EXERCISE DETAILS:
From the records, pick out and copy each line containing "below".

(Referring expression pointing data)
=== Section Start ===

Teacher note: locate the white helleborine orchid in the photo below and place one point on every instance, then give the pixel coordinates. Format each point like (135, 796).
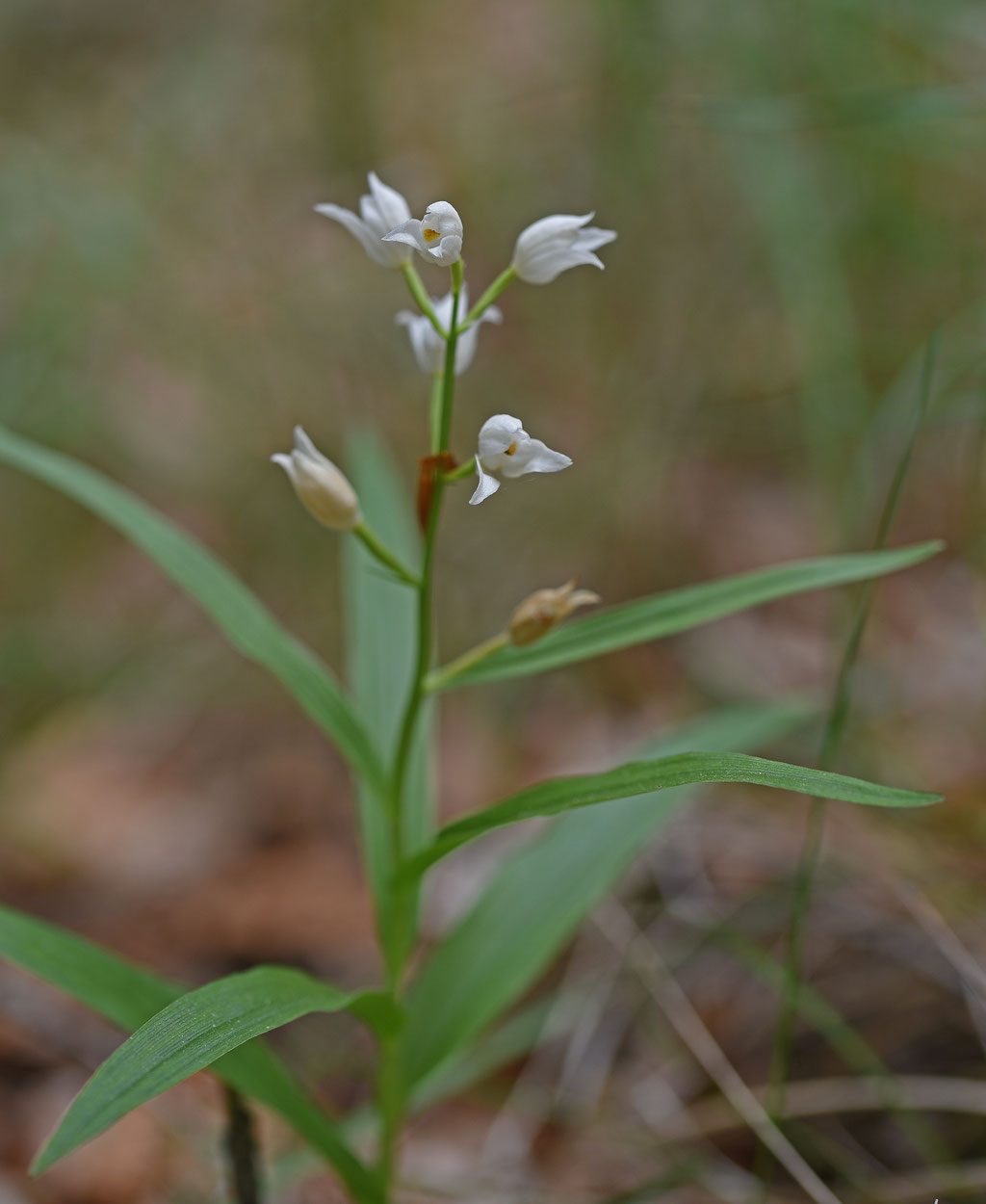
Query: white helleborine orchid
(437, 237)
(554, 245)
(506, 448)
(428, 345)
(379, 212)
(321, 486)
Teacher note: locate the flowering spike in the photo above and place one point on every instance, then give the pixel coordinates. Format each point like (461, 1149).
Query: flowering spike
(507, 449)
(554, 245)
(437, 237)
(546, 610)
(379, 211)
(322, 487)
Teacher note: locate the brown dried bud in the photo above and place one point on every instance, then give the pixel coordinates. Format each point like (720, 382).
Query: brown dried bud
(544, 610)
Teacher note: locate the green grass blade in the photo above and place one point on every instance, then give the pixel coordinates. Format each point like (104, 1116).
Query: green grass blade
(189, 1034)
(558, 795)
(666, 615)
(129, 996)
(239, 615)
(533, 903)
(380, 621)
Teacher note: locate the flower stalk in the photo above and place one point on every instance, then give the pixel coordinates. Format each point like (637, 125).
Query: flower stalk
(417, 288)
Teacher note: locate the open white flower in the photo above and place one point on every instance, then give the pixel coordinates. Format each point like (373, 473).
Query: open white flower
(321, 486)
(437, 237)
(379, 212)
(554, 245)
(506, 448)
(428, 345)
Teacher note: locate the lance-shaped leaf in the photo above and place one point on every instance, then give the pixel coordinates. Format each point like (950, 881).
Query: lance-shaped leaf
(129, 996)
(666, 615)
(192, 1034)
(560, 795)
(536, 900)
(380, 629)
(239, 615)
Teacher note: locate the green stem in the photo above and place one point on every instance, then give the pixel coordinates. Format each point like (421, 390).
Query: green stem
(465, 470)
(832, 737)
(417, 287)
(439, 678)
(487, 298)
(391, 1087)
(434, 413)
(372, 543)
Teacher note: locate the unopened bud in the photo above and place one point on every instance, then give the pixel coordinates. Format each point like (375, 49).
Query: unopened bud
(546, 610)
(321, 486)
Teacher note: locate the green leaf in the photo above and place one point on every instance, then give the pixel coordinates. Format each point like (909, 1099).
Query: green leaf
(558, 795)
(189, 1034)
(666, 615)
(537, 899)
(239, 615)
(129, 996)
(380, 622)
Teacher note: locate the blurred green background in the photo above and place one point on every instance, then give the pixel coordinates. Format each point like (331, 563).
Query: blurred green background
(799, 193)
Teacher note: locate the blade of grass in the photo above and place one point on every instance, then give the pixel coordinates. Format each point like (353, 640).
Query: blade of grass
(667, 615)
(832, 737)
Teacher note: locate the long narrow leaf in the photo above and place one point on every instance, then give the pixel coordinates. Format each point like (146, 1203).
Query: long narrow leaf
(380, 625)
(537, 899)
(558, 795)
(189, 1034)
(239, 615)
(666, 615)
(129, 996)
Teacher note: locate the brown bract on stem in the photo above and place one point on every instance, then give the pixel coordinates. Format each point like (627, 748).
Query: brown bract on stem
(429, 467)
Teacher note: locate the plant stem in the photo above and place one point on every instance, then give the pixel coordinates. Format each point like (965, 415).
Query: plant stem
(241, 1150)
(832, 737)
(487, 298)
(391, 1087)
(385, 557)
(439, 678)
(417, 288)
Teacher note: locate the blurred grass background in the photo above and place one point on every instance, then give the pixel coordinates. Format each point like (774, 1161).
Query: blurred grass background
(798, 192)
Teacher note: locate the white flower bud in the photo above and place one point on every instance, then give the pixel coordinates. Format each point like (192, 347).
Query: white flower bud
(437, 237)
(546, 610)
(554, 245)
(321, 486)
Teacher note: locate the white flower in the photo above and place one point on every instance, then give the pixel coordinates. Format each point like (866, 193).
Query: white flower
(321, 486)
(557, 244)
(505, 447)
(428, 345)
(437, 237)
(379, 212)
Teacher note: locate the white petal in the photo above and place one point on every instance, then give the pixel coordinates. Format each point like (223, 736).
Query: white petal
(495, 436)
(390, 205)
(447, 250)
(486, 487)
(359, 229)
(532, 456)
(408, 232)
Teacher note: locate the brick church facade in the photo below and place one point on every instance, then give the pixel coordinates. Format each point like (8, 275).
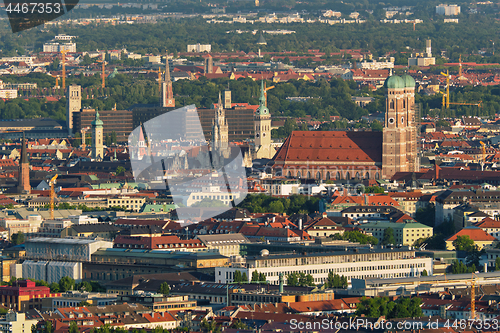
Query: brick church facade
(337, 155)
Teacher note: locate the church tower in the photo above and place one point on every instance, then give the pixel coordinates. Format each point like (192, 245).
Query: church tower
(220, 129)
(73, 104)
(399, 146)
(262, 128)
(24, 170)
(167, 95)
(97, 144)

=== Section End ===

WRITTEN SOLUTION:
Teacher note: locate the white helleborine orchid in the photo below and place one point on every instance, then give the pixel coordinates. Format each point like (135, 796).
Teacher note: locate the brick church facade in the photo below and place one point on every instance, then give the pixel coordinates. Format each point like (8, 275).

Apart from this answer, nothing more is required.